• Problem requirements: Please give an exact printout of the records, without any pictures.

• Records:
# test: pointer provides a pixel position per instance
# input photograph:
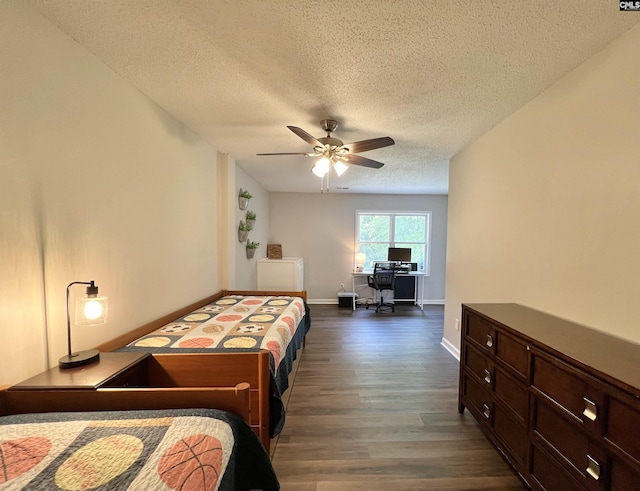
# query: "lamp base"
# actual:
(78, 359)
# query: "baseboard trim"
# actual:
(450, 348)
(334, 301)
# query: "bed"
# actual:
(232, 336)
(137, 440)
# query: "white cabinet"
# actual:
(284, 274)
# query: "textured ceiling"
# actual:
(433, 75)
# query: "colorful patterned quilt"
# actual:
(203, 449)
(235, 324)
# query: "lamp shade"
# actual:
(90, 310)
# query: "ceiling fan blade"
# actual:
(310, 139)
(286, 153)
(359, 160)
(366, 145)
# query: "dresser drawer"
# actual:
(514, 354)
(571, 389)
(511, 432)
(477, 400)
(480, 332)
(570, 445)
(623, 426)
(512, 393)
(479, 365)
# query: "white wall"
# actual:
(320, 228)
(245, 269)
(544, 210)
(96, 183)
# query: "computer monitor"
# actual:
(399, 254)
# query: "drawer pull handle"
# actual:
(487, 376)
(593, 468)
(489, 341)
(590, 409)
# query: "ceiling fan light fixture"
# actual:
(321, 167)
(340, 167)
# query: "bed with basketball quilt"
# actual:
(73, 446)
(231, 337)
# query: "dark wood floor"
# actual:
(374, 407)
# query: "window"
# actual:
(376, 231)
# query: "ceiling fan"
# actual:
(333, 152)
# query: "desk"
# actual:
(359, 279)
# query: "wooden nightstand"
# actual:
(113, 369)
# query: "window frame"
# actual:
(392, 214)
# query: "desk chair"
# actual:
(383, 278)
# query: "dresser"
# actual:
(560, 401)
(286, 274)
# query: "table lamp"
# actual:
(90, 310)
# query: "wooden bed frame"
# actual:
(231, 399)
(222, 369)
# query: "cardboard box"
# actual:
(345, 299)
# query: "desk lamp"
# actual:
(90, 311)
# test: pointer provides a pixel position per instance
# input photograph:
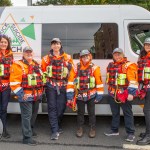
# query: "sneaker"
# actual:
(142, 135)
(111, 133)
(5, 134)
(130, 138)
(60, 131)
(55, 136)
(79, 132)
(92, 133)
(30, 142)
(34, 134)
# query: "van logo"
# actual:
(17, 35)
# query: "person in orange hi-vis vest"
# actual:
(6, 60)
(90, 90)
(144, 81)
(56, 66)
(122, 80)
(26, 83)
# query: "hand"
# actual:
(96, 101)
(25, 97)
(69, 101)
(130, 97)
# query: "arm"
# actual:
(132, 76)
(44, 63)
(99, 84)
(16, 79)
(70, 84)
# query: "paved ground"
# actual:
(68, 140)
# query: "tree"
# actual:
(5, 3)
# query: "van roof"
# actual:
(79, 13)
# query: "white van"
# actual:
(98, 28)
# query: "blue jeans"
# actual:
(128, 115)
(4, 99)
(29, 111)
(56, 107)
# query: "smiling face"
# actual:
(86, 58)
(118, 57)
(28, 55)
(147, 47)
(56, 46)
(3, 44)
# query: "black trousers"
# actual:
(128, 115)
(146, 111)
(81, 111)
(4, 99)
(29, 111)
(56, 107)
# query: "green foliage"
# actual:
(5, 3)
(142, 3)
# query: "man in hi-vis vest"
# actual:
(26, 83)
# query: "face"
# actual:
(56, 46)
(28, 55)
(147, 47)
(3, 44)
(118, 57)
(85, 58)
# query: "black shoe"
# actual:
(34, 134)
(142, 135)
(130, 138)
(55, 136)
(111, 133)
(30, 142)
(144, 141)
(60, 131)
(5, 134)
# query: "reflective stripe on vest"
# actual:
(33, 78)
(5, 63)
(116, 75)
(144, 70)
(58, 69)
(85, 79)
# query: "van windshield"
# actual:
(138, 33)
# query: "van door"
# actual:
(135, 32)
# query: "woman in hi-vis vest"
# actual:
(56, 65)
(6, 60)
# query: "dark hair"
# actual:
(142, 53)
(8, 40)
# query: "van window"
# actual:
(100, 38)
(138, 33)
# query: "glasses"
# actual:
(147, 45)
(85, 56)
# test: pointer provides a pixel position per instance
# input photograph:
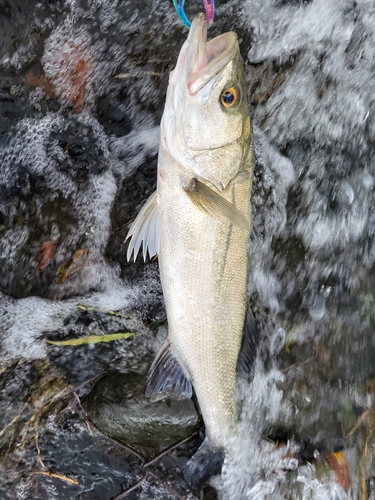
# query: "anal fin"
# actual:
(145, 229)
(214, 204)
(167, 377)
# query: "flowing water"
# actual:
(78, 152)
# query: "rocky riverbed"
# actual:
(78, 155)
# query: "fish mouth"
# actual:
(208, 57)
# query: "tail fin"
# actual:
(205, 463)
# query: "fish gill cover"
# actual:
(78, 158)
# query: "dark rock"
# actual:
(118, 406)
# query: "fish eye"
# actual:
(230, 97)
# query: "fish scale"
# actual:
(198, 222)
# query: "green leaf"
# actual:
(91, 339)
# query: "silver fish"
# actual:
(198, 222)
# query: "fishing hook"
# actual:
(209, 6)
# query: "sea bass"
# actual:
(198, 223)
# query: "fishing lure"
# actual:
(209, 6)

• Solution below:
# test: pointer provides a pixel position per instance
# input photograph:
# query: "lamp base"
# actual:
(78, 359)
# query: "baseboard trim"
# actual:
(450, 348)
(334, 301)
# query: "bed"
# actual:
(232, 336)
(137, 440)
# query: "white cabinet"
# actual:
(284, 274)
# query: "textured ceiling"
# actual:
(433, 75)
# query: "colorful patterned quilt"
# actual:
(203, 449)
(235, 324)
# query: "lamp shade"
# actual:
(90, 310)
# query: "ceiling fan blade"
# actual:
(310, 139)
(286, 153)
(359, 160)
(366, 145)
# query: "dresser drawer"
# actual:
(514, 354)
(571, 389)
(511, 432)
(477, 400)
(480, 332)
(570, 445)
(623, 426)
(512, 393)
(479, 365)
# query: "white wall"
# actual:
(320, 228)
(245, 269)
(544, 210)
(96, 183)
# query: "computer monitor"
# actual:
(399, 254)
# query: "drawer pull handle"
# actual:
(487, 376)
(593, 468)
(489, 341)
(590, 409)
# query: "ceiling fan light fixture"
# actual:
(321, 167)
(340, 167)
# query: "bed with basketball quilt"
# actual:
(73, 446)
(231, 337)
# query: "dark wood floor"
# actual:
(374, 407)
# query: "window"
# actual:
(376, 231)
# query: "ceiling fan"
# actual:
(333, 152)
# query: "desk"
# actual:
(359, 279)
# query: "wooden nightstand"
# actual:
(113, 369)
# query: "window frame"
# actual:
(392, 214)
# query: "desk chair"
# actual:
(383, 278)
# query: "dresser"
# actual:
(560, 401)
(286, 274)
# query: "table lamp"
# actual:
(90, 310)
# query: "wooden bed frame"
# actual:
(231, 399)
(222, 369)
# query: "cardboard box"
# actual:
(345, 299)
# query: "desk lamp"
# actual:
(90, 311)
# test: pointer provides a pixel position per instance
# input photograph:
# query: "sneaker"
# actual:
(142, 135)
(111, 133)
(5, 134)
(130, 138)
(60, 131)
(55, 136)
(79, 132)
(92, 133)
(30, 142)
(34, 134)
# query: "van logo"
# actual:
(17, 35)
# query: "person in orange hi-vis vest"
# actual:
(6, 60)
(90, 90)
(144, 81)
(56, 66)
(122, 80)
(26, 83)
# query: "hand"
# actual:
(96, 101)
(25, 97)
(69, 101)
(130, 97)
# query: "arm"
# actual:
(132, 76)
(44, 63)
(99, 84)
(16, 79)
(70, 84)
# query: "paved ground"
# actual:
(68, 140)
# query: "tree"
# actual:
(5, 3)
# query: "van roof"
# actual:
(79, 13)
# query: "white van"
# actual:
(98, 28)
# query: "blue jeans"
# actual:
(128, 115)
(4, 99)
(29, 111)
(56, 107)
# query: "smiling face"
# actual:
(86, 58)
(118, 57)
(28, 55)
(147, 47)
(56, 46)
(3, 44)
# query: "black trousers"
# actual:
(128, 115)
(146, 111)
(81, 111)
(4, 99)
(29, 111)
(56, 107)
# query: "green foliage"
# actual:
(5, 3)
(142, 3)
# query: "man in hi-vis vest"
# actual:
(26, 83)
# query: "face"
# actual:
(56, 46)
(28, 55)
(147, 47)
(3, 44)
(118, 57)
(85, 58)
# query: "black shoe"
# actual:
(34, 134)
(142, 135)
(130, 138)
(55, 136)
(111, 133)
(30, 142)
(144, 141)
(60, 131)
(5, 134)
# query: "reflective stripe on vest"
# actual:
(33, 78)
(5, 63)
(116, 75)
(144, 70)
(58, 69)
(85, 79)
# query: "van windshield"
# actual:
(138, 33)
# query: "van door"
# actual:
(135, 32)
# query: "woman in hi-vis vest"
# actual:
(56, 65)
(6, 60)
# query: "dark hair"
# actual:
(142, 53)
(8, 40)
# query: "van window"
# actual:
(100, 38)
(138, 33)
# query: "glasses"
# actual:
(147, 45)
(85, 56)
# test: pointer provides a pixel position per instance
# input photograph:
# query: "anal fin"
# actual:
(145, 229)
(214, 204)
(167, 377)
# query: "flowing water"
# actual:
(78, 152)
# query: "rocky riverbed"
# actual:
(78, 155)
# query: "fish mouth"
# actual:
(208, 57)
# query: "tail fin"
# actual:
(205, 463)
# query: "fish gill cover"
# actual:
(78, 158)
# query: "dark rock"
# actual:
(118, 406)
# query: "fish eye"
# actual:
(230, 97)
# query: "fish scale"
# actual:
(198, 222)
# query: "green leaf"
# actual:
(91, 339)
# query: "silver fish"
# actual:
(198, 222)
# query: "fishing hook"
# actual:
(209, 6)
# query: "sea bass"
# actual:
(198, 223)
# query: "fishing lure"
# actual:
(209, 6)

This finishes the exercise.